• Excerpted records:

====

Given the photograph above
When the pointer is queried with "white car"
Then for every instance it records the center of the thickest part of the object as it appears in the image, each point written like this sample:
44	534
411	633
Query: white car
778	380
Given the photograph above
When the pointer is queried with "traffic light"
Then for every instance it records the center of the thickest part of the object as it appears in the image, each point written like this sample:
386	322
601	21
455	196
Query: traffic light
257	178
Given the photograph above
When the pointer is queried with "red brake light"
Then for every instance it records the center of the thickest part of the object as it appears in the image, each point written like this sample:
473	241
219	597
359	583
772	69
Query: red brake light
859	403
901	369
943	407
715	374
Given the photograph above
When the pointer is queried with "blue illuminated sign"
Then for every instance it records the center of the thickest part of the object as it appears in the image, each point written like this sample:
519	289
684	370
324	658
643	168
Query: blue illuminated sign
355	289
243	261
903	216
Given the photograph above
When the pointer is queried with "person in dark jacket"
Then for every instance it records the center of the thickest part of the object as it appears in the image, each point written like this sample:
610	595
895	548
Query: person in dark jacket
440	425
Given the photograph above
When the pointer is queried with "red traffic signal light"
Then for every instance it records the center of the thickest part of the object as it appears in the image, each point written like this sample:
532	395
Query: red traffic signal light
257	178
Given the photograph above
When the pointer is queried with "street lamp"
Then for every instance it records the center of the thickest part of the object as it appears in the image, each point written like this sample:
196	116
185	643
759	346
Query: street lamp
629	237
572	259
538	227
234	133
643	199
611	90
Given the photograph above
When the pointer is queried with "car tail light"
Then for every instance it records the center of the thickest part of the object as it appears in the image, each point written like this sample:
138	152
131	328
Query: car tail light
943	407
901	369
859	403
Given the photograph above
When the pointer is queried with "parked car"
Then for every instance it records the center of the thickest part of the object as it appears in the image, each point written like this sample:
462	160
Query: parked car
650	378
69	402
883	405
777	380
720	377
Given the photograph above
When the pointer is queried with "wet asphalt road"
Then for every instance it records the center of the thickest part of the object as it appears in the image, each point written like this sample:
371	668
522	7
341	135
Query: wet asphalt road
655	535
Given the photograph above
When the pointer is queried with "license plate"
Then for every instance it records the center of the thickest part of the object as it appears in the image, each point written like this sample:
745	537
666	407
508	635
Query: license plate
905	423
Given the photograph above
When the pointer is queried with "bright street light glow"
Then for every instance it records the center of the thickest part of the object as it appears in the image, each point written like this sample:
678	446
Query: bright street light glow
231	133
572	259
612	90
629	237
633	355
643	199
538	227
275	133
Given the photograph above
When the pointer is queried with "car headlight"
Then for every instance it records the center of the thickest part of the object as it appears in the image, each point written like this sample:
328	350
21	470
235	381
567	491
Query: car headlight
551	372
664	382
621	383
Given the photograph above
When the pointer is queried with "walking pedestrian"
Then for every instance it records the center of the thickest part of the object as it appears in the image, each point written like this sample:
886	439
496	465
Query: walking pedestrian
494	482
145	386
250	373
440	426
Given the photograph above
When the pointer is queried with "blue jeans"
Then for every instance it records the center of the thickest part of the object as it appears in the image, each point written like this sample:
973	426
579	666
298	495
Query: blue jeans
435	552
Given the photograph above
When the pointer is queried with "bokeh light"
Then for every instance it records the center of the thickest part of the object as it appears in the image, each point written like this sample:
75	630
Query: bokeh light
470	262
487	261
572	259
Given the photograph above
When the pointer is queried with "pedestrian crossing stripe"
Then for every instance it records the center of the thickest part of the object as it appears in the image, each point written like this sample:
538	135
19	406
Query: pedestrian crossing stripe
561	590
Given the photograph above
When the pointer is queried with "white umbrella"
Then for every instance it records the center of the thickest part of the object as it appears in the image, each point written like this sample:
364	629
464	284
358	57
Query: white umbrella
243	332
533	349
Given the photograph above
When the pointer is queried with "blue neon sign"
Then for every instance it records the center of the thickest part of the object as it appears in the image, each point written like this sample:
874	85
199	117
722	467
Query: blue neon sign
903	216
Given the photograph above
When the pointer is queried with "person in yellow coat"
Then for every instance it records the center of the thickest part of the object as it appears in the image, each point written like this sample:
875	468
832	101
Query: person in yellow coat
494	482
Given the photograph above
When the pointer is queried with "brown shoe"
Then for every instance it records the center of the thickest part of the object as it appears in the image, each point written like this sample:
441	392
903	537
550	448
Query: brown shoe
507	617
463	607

====

Write down every line of the data exactly as it appears above.

• Problem solution:
Given the photograph above
When the pointer is queried with "white car"
Then for every instance it records the center of the thickest part of the object as it appears in the image, each point written like this sample:
44	534
411	633
Query: white car
778	380
Given the photograph above
When the pointer is queried with "traffic light"
Then for every instance it records the center of the thickest part of the object as it appears in the image, each point written like this sample:
386	322
601	21
455	196
Query: traffic light
257	178
Given the photograph above
When the pointer is queried with "red brake light"
Then for every instance it records the center of the thickest part of the object as it appears in the image, each point written like this sample:
473	241
219	597
359	583
772	69
Query: red brake light
859	403
901	369
943	407
715	374
Given the photograph above
When the pointer is queried with "blue illuminated sign"
Then for every instance it records the center of the thickest part of the object as it appears in the image, each point written like this sample:
519	289
684	370
324	658
643	168
Query: blue illuminated sign
355	289
243	261
903	216
Given the photograph above
When the pointer is queried with "person in dark jacket"
Then for every instance it records the center of the thickest part of the object as it appears in the image, each point written like this sample:
610	595
895	548
Query: person in dark jacket
440	425
Given the photograph above
When the pointer is queried with "red traffic signal light"
Then for every instance it records the center of the thickest part of the object as it appears in the image, each point written like this sample:
532	395
Query: red traffic signal light
257	178
Given the photograph above
When the pointer is queried with "street lamp"
Then for every instance it records the center of the thickest part of the object as it appears in the image, each point written like this sample:
196	116
185	643
759	346
Query: street lamp
629	237
572	259
538	227
234	133
643	199
611	90
Given the photograph above
When the pointer is queried with "car tail light"
Then for every instance it records the center of the thickest part of the object as it appears in the image, each point written like this sample:
138	152
131	328
Query: car tail light
943	407
901	369
859	403
Given the photograph above
When the pointer is queried with "parked car"
Then for every instance it records the center of the thickest part of the object as it appears in the image, each point written like this sample:
462	160
Query: parked car
650	378
69	402
883	405
777	380
720	377
Given the photograph above
When the pointer is queried with "wet asphalt road"
Then for every instance it records the center of the thickest part of the object as it appears in the image, each point written like this sample:
371	668
522	7
341	135
Query: wet asphalt road
655	535
Given the photograph above
When the pointer is queried with "license plate"
Then for every instance it records the center of the thickest part of the object as it appears in the image, each point written like this sample:
745	537
666	407
508	635
Query: license plate
905	423
Given the photograph above
When the pointer is queried with "bright street light glow"
Then for every instance it records the center of the thickest part of the object as it appears in the image, each point written like this sample:
678	446
Query: bright street light glow
231	133
572	259
612	90
629	237
633	355
643	199
538	227
275	133
Given the photograph above
When the pointer is queried with "car headlight"
Then for every instance it records the center of the thickest part of the object as it appears in the image, each point written like this sample:
328	350
21	470
235	381
567	491
Query: car headlight
551	372
664	382
621	383
Given the photograph above
When the pointer is queried with "walking pedestrian"
Then for every instance it records the center of the thickest part of the object as it appears in the image, each point written like this sample:
886	439
496	465
Query: walking pedestrian
494	482
145	386
250	373
440	426
Given the photograph above
When the pointer is queried with "blue jeans"
Then for every instance it records the center of the thickest part of the object as it appears in the image, each point written like this sample:
973	426
579	666
298	495
Query: blue jeans
435	552
Given the photograph above
When the pointer is queried with "bokeh light"
Then for every instance it records the center of the thickest part of the object as it appears in the image, each point written like this sample:
75	630
Query: bokeh light
470	262
487	261
572	259
Given the photograph above
When the pointer is queried with "pedestrian crossing stripe"
Then for every instance it records the center of the thickest part of the object as it appears in the image, each point written like this sample:
538	135
19	406
Query: pedestrian crossing stripe
561	590
Given the photograph above
When the pointer is queried with "white umbrella"
Then for every instance it records the center of the thickest part of the object as it appears in the image, each point written like this sample:
364	629
464	284
358	57
Query: white umbrella
243	332
533	349
Given the photograph above
When the pointer is queried with "blue neon sign"
Then for every instance it records the center of the thickest part of the object as it appears in the image, each point written like this sample:
874	85
199	117
722	467
Query: blue neon sign
903	216
Given the photograph above
When the pointer is queried with "person in yellow coat"
Then for every instance it records the center of the thickest part of the object as it appears in the image, each point written like this sample:
875	468
832	101
Query: person in yellow coat
494	482
Given the photograph above
When the pointer is queried with "brown shoe"
Then for every instance it records the center of the thickest part of the object as it appears in the image, each point written like this sample:
441	392
903	537
550	448
Query: brown shoe
507	617
463	607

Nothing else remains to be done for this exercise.